» **Data supplied**
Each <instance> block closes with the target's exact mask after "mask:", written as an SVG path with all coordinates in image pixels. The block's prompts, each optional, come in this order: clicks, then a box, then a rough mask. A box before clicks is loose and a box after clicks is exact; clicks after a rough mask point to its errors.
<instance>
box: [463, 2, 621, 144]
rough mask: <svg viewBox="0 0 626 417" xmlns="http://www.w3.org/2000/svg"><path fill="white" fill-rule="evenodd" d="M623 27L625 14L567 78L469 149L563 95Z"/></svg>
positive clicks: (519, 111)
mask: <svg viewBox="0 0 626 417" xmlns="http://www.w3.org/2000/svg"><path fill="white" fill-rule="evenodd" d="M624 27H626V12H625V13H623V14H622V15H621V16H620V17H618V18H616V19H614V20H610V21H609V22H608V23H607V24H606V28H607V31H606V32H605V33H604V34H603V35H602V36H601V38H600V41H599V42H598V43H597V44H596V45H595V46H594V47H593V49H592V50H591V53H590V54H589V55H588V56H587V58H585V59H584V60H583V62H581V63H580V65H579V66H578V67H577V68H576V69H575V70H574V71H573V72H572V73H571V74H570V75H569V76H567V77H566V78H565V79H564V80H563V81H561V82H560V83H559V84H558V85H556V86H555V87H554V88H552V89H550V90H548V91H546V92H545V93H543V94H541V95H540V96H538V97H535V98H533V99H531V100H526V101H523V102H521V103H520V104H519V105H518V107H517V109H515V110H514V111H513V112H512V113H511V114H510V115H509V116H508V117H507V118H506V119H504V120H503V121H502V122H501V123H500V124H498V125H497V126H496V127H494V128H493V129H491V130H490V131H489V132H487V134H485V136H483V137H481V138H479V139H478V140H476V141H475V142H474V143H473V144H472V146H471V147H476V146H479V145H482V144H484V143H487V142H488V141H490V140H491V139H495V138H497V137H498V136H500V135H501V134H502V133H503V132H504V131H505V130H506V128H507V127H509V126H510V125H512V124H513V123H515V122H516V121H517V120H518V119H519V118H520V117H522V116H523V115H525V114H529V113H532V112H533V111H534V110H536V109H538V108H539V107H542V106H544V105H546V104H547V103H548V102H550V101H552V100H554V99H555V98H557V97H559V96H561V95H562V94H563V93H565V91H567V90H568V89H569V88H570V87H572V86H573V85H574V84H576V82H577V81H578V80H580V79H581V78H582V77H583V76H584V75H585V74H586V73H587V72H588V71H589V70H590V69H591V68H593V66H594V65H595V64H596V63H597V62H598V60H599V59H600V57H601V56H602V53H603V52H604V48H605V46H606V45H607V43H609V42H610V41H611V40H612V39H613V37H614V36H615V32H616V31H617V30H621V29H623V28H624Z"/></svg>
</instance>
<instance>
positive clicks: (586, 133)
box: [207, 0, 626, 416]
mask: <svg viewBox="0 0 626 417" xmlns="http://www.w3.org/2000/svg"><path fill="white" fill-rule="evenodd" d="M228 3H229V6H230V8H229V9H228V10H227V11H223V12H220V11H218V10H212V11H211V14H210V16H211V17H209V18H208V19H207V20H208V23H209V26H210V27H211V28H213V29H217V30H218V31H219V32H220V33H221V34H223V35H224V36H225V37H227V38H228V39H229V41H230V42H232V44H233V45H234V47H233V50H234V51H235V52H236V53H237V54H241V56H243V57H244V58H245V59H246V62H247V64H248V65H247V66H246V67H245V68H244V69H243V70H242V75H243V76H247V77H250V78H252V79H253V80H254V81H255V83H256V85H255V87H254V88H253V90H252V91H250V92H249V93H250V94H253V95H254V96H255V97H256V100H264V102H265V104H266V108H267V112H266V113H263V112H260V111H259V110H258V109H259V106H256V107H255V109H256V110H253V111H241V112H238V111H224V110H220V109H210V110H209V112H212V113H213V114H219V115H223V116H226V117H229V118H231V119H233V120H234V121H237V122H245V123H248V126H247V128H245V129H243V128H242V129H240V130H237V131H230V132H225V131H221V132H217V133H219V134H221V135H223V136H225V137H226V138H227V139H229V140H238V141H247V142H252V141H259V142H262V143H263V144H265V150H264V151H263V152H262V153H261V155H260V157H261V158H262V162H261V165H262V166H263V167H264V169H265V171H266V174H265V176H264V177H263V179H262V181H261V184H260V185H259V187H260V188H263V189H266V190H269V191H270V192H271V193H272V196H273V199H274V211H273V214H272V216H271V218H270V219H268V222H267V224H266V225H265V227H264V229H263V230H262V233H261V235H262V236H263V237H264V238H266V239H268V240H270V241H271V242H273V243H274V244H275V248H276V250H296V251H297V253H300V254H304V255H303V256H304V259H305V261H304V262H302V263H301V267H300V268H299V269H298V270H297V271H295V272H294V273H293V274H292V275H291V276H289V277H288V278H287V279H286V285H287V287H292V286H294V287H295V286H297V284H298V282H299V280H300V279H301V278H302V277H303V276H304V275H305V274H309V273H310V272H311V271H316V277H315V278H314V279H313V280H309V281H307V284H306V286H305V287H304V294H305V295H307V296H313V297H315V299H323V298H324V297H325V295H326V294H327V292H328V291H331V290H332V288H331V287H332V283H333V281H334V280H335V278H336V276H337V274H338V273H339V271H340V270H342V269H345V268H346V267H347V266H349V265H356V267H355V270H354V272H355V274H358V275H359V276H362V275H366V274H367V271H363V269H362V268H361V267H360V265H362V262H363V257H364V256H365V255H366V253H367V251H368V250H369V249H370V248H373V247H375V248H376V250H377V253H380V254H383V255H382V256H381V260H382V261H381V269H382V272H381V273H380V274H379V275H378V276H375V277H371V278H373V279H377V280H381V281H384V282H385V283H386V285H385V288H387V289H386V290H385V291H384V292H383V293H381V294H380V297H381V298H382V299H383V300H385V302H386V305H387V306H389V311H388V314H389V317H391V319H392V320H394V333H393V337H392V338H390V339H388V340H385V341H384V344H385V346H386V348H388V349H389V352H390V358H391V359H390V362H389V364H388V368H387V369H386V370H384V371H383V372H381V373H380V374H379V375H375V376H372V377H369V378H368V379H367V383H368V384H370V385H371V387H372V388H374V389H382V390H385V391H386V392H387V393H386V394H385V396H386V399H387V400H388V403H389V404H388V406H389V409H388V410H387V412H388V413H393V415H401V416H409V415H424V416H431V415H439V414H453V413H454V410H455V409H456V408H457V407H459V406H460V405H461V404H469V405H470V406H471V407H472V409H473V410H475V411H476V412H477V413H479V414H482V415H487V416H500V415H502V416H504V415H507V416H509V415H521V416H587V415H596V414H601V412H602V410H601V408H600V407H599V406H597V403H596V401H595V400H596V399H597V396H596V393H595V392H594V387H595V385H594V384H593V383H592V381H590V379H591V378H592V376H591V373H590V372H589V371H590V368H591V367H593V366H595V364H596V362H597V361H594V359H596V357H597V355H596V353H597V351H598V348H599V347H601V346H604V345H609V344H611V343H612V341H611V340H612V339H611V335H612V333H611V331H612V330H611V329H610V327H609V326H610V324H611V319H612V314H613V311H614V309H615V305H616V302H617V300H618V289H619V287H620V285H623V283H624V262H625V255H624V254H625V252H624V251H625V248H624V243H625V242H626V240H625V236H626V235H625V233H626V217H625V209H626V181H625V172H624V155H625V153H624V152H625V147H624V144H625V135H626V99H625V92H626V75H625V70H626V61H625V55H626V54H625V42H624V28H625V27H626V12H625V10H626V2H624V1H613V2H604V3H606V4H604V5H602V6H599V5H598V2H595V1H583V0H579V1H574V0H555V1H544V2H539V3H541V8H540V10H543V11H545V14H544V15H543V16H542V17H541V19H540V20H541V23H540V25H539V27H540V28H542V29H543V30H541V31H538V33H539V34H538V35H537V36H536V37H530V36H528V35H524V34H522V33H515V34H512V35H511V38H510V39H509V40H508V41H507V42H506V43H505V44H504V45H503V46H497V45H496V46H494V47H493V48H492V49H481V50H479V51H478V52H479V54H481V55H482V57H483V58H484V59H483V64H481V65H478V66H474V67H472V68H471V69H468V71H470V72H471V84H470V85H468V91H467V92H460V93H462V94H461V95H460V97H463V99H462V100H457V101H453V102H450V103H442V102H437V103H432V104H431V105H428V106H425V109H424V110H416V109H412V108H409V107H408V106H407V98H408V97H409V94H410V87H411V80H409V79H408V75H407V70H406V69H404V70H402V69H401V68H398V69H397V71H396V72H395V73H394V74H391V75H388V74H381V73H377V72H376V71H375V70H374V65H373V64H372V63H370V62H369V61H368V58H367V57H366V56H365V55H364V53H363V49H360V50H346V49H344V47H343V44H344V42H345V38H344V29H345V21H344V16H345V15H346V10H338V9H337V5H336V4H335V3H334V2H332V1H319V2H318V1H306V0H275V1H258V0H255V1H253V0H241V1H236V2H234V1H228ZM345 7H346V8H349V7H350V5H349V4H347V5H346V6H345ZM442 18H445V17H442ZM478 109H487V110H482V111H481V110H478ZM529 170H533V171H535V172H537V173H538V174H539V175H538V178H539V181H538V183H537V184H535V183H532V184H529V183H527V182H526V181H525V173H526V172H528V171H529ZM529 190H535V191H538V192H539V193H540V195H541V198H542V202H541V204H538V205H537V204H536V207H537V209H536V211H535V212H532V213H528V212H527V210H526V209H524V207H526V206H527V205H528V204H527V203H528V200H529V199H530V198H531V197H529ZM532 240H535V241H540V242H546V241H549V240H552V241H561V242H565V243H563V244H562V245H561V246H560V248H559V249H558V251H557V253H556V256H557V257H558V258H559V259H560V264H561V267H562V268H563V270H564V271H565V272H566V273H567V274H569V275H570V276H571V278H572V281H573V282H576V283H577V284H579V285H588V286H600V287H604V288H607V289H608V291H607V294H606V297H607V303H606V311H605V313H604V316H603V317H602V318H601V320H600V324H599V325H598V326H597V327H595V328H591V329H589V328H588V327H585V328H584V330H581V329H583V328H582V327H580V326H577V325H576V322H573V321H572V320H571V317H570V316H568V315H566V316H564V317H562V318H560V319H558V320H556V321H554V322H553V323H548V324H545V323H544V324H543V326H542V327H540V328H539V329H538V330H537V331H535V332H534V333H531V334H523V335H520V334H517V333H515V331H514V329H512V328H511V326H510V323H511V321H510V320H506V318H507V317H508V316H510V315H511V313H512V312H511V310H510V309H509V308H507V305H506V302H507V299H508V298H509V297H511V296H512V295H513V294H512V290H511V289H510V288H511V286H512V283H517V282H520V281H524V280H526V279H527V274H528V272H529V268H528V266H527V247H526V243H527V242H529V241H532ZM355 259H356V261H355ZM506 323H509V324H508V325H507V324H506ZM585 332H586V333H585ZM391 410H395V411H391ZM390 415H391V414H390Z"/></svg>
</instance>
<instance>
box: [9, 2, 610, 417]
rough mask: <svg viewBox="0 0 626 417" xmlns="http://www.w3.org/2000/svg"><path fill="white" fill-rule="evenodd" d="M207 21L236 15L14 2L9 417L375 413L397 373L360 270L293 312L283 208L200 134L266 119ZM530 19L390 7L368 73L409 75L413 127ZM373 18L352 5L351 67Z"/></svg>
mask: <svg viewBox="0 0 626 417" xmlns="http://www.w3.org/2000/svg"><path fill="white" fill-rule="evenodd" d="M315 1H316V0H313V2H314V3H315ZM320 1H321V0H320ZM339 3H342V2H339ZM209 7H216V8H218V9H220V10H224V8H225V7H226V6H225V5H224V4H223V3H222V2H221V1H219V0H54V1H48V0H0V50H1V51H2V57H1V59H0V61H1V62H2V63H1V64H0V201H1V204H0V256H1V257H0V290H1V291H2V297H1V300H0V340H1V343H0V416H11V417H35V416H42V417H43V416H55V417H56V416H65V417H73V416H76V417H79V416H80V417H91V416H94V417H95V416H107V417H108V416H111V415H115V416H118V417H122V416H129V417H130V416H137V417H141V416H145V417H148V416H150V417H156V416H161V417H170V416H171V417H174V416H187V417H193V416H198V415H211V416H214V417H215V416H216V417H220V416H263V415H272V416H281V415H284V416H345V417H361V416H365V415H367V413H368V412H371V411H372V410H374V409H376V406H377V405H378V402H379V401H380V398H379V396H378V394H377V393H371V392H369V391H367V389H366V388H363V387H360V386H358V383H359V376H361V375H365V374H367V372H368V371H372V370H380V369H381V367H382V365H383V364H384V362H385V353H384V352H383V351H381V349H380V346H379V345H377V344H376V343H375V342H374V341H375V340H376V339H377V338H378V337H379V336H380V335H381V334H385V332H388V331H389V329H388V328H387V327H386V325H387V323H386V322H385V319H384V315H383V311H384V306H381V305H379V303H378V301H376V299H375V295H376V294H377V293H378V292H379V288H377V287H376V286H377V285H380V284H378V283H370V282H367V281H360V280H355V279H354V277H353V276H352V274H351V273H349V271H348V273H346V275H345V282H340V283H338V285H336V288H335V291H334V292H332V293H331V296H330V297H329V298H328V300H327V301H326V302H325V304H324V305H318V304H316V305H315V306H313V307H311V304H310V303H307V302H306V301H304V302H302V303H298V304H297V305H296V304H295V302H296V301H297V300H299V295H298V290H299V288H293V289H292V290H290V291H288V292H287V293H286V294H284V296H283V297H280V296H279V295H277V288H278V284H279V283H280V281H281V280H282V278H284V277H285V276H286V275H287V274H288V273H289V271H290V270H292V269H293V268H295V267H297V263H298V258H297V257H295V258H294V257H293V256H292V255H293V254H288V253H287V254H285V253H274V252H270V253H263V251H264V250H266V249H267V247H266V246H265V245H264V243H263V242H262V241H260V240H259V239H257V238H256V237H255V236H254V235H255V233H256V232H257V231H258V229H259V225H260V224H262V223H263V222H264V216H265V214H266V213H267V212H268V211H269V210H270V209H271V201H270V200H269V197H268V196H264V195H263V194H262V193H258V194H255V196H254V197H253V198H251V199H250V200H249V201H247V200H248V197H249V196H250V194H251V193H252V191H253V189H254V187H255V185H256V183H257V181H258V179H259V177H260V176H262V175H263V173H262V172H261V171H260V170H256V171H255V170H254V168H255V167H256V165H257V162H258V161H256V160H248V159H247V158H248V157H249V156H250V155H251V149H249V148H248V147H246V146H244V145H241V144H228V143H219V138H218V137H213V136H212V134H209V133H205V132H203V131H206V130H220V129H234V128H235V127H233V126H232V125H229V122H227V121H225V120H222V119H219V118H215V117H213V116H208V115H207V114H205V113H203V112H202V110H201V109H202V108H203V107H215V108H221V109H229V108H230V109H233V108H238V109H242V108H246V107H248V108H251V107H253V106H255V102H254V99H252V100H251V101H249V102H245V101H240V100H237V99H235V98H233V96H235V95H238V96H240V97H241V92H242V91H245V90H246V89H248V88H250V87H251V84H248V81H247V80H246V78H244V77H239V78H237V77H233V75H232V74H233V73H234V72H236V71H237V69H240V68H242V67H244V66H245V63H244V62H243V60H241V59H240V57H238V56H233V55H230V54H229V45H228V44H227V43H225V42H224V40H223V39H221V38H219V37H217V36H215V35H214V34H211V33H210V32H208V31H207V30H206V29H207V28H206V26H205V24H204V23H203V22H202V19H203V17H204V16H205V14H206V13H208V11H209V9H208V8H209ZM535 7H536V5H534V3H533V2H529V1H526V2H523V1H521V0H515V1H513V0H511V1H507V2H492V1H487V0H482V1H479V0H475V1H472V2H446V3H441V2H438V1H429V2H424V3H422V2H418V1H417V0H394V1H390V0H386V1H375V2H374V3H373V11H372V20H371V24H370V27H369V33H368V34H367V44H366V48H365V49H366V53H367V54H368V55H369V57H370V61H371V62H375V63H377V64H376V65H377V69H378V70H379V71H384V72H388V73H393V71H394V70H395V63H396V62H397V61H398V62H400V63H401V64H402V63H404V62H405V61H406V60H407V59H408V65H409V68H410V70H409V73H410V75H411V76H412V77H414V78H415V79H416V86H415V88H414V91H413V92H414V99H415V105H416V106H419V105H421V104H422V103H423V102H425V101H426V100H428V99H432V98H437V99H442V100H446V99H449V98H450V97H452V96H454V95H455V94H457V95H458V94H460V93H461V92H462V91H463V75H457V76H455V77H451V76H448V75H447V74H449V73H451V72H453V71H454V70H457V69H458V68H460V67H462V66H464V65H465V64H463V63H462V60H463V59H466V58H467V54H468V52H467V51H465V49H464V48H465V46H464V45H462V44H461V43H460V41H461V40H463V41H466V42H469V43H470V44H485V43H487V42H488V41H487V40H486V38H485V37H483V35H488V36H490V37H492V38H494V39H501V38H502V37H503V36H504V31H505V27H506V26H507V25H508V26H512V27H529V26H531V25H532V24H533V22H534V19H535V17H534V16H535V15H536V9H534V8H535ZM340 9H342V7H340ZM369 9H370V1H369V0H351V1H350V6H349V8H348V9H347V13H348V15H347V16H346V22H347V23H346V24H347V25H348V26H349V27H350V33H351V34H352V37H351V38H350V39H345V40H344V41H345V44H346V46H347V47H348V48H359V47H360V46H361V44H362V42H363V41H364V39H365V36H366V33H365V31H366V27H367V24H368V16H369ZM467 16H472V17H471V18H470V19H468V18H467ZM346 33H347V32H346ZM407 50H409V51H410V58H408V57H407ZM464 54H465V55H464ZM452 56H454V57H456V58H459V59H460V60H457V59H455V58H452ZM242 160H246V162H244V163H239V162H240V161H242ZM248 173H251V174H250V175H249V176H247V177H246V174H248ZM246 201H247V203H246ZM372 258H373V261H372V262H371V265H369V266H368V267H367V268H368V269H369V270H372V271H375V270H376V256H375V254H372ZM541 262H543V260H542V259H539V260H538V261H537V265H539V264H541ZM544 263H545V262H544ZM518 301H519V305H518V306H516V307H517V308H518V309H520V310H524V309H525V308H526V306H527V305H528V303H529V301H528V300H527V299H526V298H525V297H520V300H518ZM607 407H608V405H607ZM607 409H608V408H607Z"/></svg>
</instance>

* * *

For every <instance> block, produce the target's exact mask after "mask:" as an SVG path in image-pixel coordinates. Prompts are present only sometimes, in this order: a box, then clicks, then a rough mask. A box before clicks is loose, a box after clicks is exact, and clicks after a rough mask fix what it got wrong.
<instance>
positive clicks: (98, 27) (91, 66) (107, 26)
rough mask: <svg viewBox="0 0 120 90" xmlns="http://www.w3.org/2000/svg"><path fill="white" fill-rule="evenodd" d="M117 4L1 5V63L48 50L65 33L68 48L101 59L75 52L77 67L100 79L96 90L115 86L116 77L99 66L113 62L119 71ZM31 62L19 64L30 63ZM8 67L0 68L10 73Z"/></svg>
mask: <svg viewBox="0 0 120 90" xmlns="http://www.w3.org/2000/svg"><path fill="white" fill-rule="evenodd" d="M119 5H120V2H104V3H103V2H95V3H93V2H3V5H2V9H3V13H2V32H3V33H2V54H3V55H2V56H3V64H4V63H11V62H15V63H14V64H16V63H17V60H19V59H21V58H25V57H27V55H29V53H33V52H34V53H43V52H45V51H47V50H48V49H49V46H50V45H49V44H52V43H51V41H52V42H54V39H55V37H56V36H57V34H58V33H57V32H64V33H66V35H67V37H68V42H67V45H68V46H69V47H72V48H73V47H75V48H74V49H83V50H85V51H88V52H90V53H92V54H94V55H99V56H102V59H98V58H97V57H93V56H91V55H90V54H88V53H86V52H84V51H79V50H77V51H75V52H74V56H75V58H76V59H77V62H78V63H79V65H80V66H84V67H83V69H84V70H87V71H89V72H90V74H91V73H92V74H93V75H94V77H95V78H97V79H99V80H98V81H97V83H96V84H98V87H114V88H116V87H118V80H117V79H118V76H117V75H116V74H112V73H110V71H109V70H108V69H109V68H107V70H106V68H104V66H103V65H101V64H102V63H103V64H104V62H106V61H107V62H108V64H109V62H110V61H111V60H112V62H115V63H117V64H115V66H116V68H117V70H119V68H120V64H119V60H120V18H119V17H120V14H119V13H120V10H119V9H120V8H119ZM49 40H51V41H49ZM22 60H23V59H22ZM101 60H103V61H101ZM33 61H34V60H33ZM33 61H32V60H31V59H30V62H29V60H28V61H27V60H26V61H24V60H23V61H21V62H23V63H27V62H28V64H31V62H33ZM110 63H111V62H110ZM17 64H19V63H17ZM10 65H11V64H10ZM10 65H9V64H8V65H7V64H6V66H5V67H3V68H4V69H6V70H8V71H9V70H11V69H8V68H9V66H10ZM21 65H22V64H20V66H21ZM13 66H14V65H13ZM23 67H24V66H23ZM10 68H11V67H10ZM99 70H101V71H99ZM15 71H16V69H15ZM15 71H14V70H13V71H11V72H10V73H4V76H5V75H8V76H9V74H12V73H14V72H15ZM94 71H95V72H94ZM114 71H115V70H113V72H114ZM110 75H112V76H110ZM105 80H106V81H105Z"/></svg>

» **Problem to work on**
Please copy the lines verbatim, beginning with the line containing "For every <instance>" and continuing through the line containing "4L1 5V63L48 50L65".

» **Expected answer**
For every <instance> block, produce the target's exact mask after "mask:" as an SVG path in image-pixel coordinates. Prompts are present only sometimes, in this order: a box, then clicks, then a rough mask. A box before clicks is loose, a box after clicks is exact, and clicks after a rough mask fix what it got wrong.
<instance>
positive clicks: (98, 27) (91, 66) (107, 26)
rough mask: <svg viewBox="0 0 120 90" xmlns="http://www.w3.org/2000/svg"><path fill="white" fill-rule="evenodd" d="M117 4L1 5V63L48 50L65 33L68 48L101 59L75 52L77 67L100 79L96 90L115 86L116 77L99 66L113 62L119 71ZM31 62L19 64L30 63ZM8 67L0 68L10 73Z"/></svg>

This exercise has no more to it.